Record list:

-- begin --

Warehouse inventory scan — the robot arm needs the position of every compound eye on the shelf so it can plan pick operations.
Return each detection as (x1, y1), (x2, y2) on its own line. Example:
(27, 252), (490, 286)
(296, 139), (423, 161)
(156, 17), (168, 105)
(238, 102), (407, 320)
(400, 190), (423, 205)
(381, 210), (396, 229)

-- end --

Your objective: Reproduce all of the material above in full, requests included, scaling every coordinate in the answers by 2.3 and rounding each result to a whole number, with halves rounded up. Leave the numbers in the requests and their sample lines unchanged.

Task output:
Warehouse inventory scan — the robot arm needs the position of every compound eye on the shelf so it can plan pick operations.
Return each detection as (x1, y1), (x2, y2) on its own line. Example:
(27, 252), (490, 286)
(296, 139), (423, 161)
(156, 17), (168, 105)
(238, 102), (407, 320)
(920, 437), (973, 472)
(876, 483), (911, 527)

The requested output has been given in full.